━━━ Record extracts ━━━

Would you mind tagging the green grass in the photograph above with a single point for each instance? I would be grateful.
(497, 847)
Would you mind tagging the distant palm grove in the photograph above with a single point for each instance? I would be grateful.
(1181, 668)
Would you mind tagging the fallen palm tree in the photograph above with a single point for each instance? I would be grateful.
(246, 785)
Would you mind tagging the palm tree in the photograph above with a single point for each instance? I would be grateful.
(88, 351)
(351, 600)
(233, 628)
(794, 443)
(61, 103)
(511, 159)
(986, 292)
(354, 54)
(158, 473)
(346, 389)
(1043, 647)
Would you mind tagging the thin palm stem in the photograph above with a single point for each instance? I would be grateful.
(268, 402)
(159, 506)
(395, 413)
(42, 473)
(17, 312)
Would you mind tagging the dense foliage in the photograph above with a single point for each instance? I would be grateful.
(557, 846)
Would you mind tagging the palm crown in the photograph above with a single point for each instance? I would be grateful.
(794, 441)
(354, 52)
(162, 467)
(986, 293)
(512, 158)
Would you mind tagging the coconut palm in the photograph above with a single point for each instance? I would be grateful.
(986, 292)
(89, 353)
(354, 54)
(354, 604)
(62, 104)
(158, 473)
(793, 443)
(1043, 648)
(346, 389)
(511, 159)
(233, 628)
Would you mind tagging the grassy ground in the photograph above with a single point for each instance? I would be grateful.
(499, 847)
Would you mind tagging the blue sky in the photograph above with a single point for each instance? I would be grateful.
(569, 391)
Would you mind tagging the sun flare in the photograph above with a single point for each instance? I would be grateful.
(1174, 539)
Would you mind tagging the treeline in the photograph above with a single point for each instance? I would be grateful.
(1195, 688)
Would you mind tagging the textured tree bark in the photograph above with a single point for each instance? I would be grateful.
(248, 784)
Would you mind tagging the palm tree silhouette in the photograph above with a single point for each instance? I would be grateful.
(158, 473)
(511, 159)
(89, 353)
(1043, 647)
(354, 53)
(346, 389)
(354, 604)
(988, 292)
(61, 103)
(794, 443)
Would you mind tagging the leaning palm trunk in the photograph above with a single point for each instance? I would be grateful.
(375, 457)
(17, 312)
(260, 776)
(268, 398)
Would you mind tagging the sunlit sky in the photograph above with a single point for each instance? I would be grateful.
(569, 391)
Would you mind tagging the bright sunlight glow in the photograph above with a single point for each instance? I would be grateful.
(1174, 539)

━━━
━━━ Record extracts ━━━

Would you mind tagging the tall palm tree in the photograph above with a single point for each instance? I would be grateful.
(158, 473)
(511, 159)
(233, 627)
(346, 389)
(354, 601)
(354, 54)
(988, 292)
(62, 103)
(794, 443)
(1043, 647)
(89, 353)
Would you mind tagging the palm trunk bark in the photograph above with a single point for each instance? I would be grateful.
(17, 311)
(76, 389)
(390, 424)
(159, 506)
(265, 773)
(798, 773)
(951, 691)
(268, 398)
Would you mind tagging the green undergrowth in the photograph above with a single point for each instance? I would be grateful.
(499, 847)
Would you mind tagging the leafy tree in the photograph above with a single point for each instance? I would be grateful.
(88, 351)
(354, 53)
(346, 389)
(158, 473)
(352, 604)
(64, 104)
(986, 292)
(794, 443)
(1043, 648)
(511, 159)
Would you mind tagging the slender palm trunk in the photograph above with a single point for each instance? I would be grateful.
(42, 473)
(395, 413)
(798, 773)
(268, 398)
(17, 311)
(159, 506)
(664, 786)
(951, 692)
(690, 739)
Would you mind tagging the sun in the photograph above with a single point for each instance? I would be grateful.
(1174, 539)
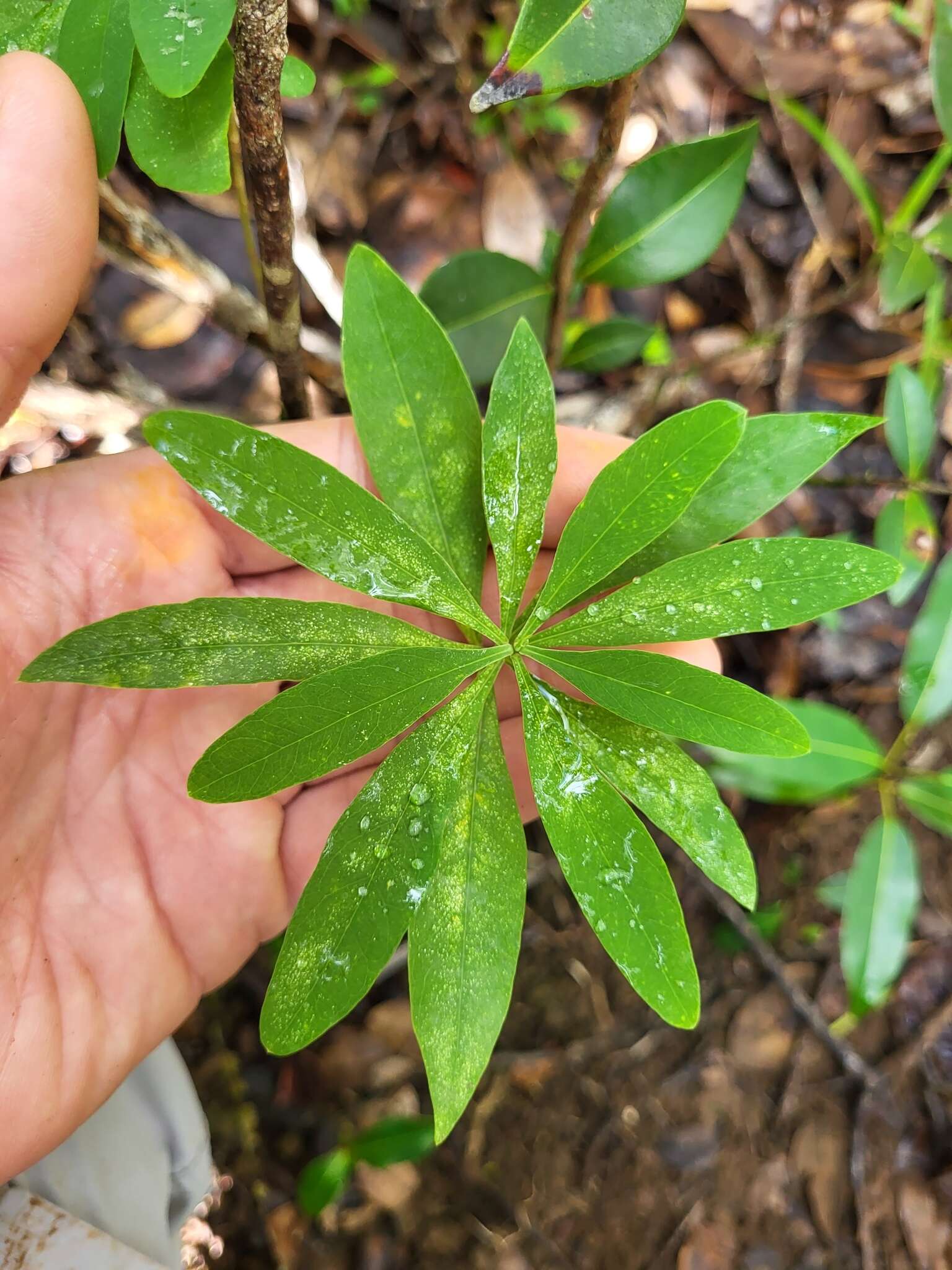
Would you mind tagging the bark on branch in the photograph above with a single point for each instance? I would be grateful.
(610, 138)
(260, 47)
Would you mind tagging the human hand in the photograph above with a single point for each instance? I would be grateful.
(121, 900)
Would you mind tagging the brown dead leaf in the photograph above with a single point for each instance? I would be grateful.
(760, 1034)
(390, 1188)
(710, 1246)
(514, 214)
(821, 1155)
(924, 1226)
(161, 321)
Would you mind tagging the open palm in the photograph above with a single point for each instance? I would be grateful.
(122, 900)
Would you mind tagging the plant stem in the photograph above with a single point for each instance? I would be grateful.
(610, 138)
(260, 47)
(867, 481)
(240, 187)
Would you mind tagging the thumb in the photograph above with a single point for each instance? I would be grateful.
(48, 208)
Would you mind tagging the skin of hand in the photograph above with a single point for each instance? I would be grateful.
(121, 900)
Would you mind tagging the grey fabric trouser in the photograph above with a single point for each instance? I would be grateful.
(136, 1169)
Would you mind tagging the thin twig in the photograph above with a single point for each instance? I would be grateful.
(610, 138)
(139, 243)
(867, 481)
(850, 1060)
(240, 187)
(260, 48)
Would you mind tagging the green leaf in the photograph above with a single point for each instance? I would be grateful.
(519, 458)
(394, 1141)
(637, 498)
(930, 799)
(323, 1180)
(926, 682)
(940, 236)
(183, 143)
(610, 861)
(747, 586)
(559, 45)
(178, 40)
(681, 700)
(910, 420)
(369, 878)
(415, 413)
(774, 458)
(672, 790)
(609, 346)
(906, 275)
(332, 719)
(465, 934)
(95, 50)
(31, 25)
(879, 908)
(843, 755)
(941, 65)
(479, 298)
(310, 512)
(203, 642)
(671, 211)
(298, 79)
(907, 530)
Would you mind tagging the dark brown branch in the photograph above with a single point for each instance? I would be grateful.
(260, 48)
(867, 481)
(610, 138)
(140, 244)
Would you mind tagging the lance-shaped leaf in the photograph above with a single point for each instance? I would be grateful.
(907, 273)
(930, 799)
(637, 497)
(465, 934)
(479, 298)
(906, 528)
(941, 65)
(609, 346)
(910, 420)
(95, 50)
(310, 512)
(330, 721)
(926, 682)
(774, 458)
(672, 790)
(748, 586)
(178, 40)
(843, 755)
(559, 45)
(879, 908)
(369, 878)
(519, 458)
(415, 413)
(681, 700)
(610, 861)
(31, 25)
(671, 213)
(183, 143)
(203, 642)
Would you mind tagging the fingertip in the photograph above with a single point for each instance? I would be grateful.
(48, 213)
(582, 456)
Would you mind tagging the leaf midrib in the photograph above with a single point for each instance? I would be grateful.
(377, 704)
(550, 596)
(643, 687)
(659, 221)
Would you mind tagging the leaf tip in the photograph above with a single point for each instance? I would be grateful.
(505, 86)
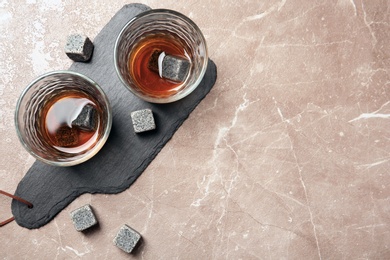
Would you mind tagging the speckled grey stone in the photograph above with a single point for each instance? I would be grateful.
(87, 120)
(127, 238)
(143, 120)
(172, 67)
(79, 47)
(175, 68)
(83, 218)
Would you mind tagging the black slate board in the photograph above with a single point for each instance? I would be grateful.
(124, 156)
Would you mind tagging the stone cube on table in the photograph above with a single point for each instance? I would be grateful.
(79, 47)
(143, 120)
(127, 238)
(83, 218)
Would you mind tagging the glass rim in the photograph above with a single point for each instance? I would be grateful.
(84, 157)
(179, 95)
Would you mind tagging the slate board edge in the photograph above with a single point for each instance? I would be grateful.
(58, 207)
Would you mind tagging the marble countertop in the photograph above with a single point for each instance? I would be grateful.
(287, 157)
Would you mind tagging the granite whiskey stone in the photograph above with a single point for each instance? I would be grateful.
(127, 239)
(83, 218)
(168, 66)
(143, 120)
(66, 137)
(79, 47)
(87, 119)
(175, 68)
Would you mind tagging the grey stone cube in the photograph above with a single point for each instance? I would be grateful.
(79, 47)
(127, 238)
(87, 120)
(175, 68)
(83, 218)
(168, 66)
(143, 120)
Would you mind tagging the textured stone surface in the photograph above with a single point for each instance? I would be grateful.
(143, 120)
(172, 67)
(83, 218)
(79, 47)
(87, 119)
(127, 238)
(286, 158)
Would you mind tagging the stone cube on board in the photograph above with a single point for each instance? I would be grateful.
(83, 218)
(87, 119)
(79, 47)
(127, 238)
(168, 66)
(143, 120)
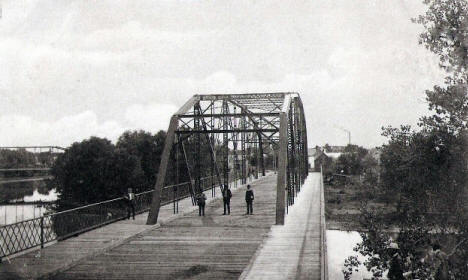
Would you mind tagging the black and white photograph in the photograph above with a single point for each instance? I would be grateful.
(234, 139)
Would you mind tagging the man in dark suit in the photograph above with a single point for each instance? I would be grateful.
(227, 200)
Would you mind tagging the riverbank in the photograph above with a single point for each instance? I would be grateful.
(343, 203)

━━━

Problem description —
Reproduce the lines of the records verbatim, beginning with the line that contains "Would you mind tagging the green grass" and continuing through the line that contains "(1181, 668)".

The reply —
Would you mind tagging the green grass in the photograph above with a single point for each instance? I would be grateful.
(497, 847)
Would you mind tagging the distant palm grove in the photograph above with a single point for each instance? I would be grateful.
(1181, 668)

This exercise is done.